[Excerpts from a dataset]
== Segment start ==

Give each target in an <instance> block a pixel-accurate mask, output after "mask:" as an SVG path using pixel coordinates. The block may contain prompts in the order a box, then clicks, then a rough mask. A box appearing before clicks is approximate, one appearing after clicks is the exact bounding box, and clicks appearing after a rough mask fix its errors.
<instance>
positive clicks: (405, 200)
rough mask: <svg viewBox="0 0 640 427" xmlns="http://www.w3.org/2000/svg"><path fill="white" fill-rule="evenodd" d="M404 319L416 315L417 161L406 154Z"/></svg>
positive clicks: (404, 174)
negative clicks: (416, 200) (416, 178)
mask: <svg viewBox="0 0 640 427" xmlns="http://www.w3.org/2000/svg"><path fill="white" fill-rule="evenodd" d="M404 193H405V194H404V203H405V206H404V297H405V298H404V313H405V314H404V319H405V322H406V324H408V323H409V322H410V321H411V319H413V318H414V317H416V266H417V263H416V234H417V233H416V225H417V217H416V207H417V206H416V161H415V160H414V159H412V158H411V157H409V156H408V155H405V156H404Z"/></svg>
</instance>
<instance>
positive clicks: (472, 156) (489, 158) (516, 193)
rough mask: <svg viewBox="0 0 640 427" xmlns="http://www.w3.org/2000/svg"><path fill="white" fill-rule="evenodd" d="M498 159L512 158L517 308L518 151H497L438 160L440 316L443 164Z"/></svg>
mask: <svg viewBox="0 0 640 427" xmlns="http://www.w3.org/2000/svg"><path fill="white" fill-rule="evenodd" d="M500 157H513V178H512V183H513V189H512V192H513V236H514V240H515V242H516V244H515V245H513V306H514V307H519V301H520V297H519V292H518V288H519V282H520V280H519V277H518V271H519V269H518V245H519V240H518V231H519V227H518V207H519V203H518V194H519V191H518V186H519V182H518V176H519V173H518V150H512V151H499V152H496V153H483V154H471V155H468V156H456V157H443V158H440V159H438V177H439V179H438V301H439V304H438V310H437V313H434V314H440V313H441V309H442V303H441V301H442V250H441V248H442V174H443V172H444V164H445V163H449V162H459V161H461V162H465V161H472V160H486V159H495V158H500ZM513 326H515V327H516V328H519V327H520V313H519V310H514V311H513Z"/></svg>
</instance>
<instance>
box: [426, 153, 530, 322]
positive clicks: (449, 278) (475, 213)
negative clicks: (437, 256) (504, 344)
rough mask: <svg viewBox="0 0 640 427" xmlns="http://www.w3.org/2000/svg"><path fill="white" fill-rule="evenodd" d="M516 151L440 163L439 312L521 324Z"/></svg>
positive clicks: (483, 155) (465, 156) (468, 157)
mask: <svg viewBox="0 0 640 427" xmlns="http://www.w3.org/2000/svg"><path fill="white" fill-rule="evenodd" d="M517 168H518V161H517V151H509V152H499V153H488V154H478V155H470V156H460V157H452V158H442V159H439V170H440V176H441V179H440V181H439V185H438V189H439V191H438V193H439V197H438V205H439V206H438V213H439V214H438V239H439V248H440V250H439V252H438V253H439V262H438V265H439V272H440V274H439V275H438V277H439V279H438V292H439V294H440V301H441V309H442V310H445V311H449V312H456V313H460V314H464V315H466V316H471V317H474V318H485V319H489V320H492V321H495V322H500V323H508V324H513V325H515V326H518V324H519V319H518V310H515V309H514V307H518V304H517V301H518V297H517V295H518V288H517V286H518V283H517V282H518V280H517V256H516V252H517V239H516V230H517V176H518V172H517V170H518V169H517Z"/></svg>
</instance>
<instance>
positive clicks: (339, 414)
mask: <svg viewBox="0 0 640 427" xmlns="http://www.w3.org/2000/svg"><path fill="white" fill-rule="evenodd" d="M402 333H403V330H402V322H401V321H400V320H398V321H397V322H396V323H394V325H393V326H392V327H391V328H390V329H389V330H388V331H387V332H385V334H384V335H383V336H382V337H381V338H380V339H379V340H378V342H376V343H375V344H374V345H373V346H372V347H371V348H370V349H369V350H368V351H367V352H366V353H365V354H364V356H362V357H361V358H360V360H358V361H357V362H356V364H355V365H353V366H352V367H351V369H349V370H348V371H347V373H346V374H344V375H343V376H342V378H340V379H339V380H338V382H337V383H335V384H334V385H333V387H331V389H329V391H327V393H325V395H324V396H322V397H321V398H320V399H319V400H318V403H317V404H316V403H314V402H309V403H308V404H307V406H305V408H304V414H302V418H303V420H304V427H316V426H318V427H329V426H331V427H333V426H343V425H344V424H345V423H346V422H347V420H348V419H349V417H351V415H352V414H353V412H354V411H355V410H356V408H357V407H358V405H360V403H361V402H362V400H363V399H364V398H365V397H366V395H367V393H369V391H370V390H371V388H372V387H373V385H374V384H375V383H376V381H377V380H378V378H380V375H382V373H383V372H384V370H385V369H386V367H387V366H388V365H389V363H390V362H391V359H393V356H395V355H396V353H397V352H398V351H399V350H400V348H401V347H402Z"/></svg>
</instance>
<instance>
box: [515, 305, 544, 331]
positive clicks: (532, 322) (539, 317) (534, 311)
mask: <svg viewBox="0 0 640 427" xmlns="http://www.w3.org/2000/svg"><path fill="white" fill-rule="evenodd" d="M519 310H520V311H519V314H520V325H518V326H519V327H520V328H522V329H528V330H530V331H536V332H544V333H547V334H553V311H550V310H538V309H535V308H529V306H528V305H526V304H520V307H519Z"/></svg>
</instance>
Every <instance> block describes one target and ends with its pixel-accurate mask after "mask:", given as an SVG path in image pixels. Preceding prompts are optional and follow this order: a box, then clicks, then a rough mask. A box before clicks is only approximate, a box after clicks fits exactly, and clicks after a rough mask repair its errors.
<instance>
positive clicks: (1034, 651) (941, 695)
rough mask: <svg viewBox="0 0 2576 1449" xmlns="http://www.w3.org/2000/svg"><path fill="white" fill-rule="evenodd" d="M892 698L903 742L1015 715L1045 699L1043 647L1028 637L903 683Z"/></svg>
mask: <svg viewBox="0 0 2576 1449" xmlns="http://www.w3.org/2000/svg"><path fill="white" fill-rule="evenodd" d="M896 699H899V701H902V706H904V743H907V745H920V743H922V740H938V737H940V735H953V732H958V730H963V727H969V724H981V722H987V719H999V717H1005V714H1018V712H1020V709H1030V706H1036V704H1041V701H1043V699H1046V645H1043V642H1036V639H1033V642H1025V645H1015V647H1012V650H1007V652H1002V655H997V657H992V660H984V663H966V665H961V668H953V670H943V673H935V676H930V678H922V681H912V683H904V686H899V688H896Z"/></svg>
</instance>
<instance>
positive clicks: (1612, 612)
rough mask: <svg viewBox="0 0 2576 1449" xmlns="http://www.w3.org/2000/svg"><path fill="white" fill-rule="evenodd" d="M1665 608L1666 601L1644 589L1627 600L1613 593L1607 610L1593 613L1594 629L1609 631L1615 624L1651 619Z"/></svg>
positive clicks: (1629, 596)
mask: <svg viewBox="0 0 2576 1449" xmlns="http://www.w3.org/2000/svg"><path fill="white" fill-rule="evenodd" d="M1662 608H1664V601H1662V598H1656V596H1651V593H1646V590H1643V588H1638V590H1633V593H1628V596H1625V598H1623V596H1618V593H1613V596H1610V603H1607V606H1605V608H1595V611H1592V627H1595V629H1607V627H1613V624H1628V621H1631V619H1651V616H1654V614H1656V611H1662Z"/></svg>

== Segment end ==

EXERCISE GOAL
Set down each record verbatim.

RESPONSE TO THE TASK
Give each target in an <instance> block a pixel-accurate mask, output after "mask:" as an SVG path using pixel coordinates. The block may contain prompts in the order a box, then clicks, then a rough mask. A box appearing before clicks is approximate, one appearing after clicks is the exact bounding box, and clicks appearing after a rough mask fix its errors.
<instance>
positive clicks: (405, 200)
rough mask: <svg viewBox="0 0 640 427" xmlns="http://www.w3.org/2000/svg"><path fill="white" fill-rule="evenodd" d="M404 319L416 315L417 161L406 154Z"/></svg>
positive clicks: (404, 174)
negative clicks: (416, 200) (416, 178)
mask: <svg viewBox="0 0 640 427" xmlns="http://www.w3.org/2000/svg"><path fill="white" fill-rule="evenodd" d="M404 193H405V194H404V203H405V206H404V297H405V298H404V313H405V314H404V319H405V322H406V324H408V323H409V322H410V321H411V319H413V318H414V317H416V266H417V263H416V234H417V233H416V225H417V217H416V207H417V206H416V161H415V160H414V159H412V158H411V157H409V156H408V155H405V156H404Z"/></svg>
</instance>
<instance>
positive clicks: (472, 156) (489, 158) (516, 193)
rough mask: <svg viewBox="0 0 640 427" xmlns="http://www.w3.org/2000/svg"><path fill="white" fill-rule="evenodd" d="M498 159L512 158L517 308L518 151H497L438 160L440 316L443 164Z"/></svg>
mask: <svg viewBox="0 0 640 427" xmlns="http://www.w3.org/2000/svg"><path fill="white" fill-rule="evenodd" d="M500 157H513V178H512V183H513V189H512V192H513V236H514V240H515V242H516V244H515V245H513V306H514V307H519V301H520V297H519V292H518V288H519V282H520V280H519V277H518V271H519V269H518V245H519V240H518V231H519V227H518V207H519V203H518V194H519V191H518V186H519V182H518V176H519V173H518V150H512V151H499V152H496V153H483V154H471V155H468V156H456V157H443V158H440V159H438V177H439V179H438V301H439V304H438V310H437V313H434V314H440V313H441V309H442V303H441V301H442V250H441V248H442V174H443V172H444V164H445V163H449V162H459V161H461V162H465V161H472V160H486V159H495V158H500ZM513 326H515V327H516V328H519V327H520V313H519V310H514V311H513Z"/></svg>
</instance>
<instance>
box: [426, 153, 530, 322]
positive clicks: (449, 278) (475, 213)
negative clicks: (437, 256) (504, 344)
rough mask: <svg viewBox="0 0 640 427" xmlns="http://www.w3.org/2000/svg"><path fill="white" fill-rule="evenodd" d="M516 151L440 163L439 312L521 324Z"/></svg>
positive clicks: (483, 155) (465, 156) (468, 157)
mask: <svg viewBox="0 0 640 427" xmlns="http://www.w3.org/2000/svg"><path fill="white" fill-rule="evenodd" d="M517 168H518V161H517V151H509V152H499V153H488V154H478V155H470V156H460V157H452V158H442V159H439V170H440V176H441V179H440V181H439V185H438V189H439V191H438V193H439V197H438V205H439V206H438V213H439V214H438V239H439V248H440V250H439V252H438V253H439V262H438V265H439V272H440V274H439V275H438V277H439V279H438V292H439V294H440V301H441V309H442V310H445V311H449V312H456V313H460V314H464V315H466V316H471V317H474V318H485V319H489V320H492V321H495V322H500V323H508V324H513V325H515V326H518V324H519V319H518V310H515V309H514V307H518V304H517V301H518V297H517V295H518V288H517V286H518V283H517V282H518V280H517V256H516V252H517V239H516V230H517V176H518V172H517V170H518V169H517Z"/></svg>
</instance>
<instance>
positive clicks: (339, 414)
mask: <svg viewBox="0 0 640 427" xmlns="http://www.w3.org/2000/svg"><path fill="white" fill-rule="evenodd" d="M402 333H403V330H402V322H401V321H400V320H398V321H397V322H396V323H394V325H393V326H392V327H391V328H390V329H389V330H388V331H387V332H385V334H384V335H383V336H382V337H381V338H380V339H379V340H378V342H376V343H375V344H374V345H373V346H372V347H371V348H370V349H369V350H368V351H367V352H366V353H365V354H364V356H362V357H361V358H360V360H358V361H357V362H356V364H355V365H353V366H352V367H351V369H349V370H348V371H347V373H346V374H344V375H343V376H342V378H340V379H339V380H338V382H337V383H335V384H334V385H333V387H331V389H329V391H327V393H325V395H324V396H322V397H321V398H320V399H319V400H318V403H317V404H316V403H314V402H309V403H308V404H307V406H305V408H304V414H302V418H303V420H304V427H316V426H318V427H329V426H331V427H333V426H343V425H344V424H345V423H346V422H347V420H348V419H349V417H351V415H352V414H353V412H354V411H355V410H356V408H357V407H358V405H360V403H361V402H362V400H363V399H364V398H365V397H366V395H367V393H369V391H370V390H371V388H372V387H373V385H374V384H375V383H376V381H377V380H378V378H380V375H382V373H383V372H384V370H385V369H386V367H387V366H388V365H389V363H390V362H391V359H393V356H395V355H396V353H397V352H398V351H399V350H400V348H401V347H402Z"/></svg>
</instance>
<instance>
box: [515, 305, 544, 331]
positive clicks: (532, 322) (539, 317) (534, 311)
mask: <svg viewBox="0 0 640 427" xmlns="http://www.w3.org/2000/svg"><path fill="white" fill-rule="evenodd" d="M519 310H520V311H519V314H520V325H518V326H519V327H520V328H522V329H528V330H530V331H536V332H544V333H547V334H553V311H550V310H538V309H535V308H529V306H528V305H526V304H520V307H519Z"/></svg>
</instance>
Every <instance> block describes one target and ends with its pixel-accurate mask after "mask:", given as an SVG path in image pixels. Preceding prompts are optional and follow this order: a box, then clicks, then a rough mask. A box before clicks is only approximate, a box after clicks fits exactly, and clicks after a rough mask repair its errors.
<instance>
positive clicks: (1034, 651) (941, 695)
rough mask: <svg viewBox="0 0 2576 1449" xmlns="http://www.w3.org/2000/svg"><path fill="white" fill-rule="evenodd" d="M892 698L903 742L1015 715L1045 699L1043 647L1028 637L903 683Z"/></svg>
mask: <svg viewBox="0 0 2576 1449" xmlns="http://www.w3.org/2000/svg"><path fill="white" fill-rule="evenodd" d="M896 699H899V701H902V706H904V743H907V745H920V743H922V740H938V737H940V735H953V732H958V730H963V727H969V724H981V722H987V719H999V717H1005V714H1018V712H1020V709H1030V706H1036V704H1041V701H1043V699H1046V645H1043V642H1036V639H1033V642H1025V645H1015V647H1012V650H1007V652H1002V655H997V657H992V660H984V663H966V665H961V668H953V670H943V673H935V676H930V678H922V681H912V683H904V686H899V688H896Z"/></svg>
</instance>
<instance>
positive clicks: (1612, 612)
rough mask: <svg viewBox="0 0 2576 1449" xmlns="http://www.w3.org/2000/svg"><path fill="white" fill-rule="evenodd" d="M1665 608L1666 601L1644 589L1627 600L1613 593L1607 610L1593 613L1594 629L1609 631L1615 624L1651 619Z"/></svg>
positive clicks: (1629, 596)
mask: <svg viewBox="0 0 2576 1449" xmlns="http://www.w3.org/2000/svg"><path fill="white" fill-rule="evenodd" d="M1662 608H1664V601H1662V598H1656V596H1651V593H1646V590H1643V588H1638V590H1633V593H1628V596H1625V598H1623V596H1618V593H1613V596H1610V603H1607V606H1605V608H1595V611H1592V627H1595V629H1607V627H1613V624H1628V621H1631V619H1651V616H1654V614H1656V611H1662Z"/></svg>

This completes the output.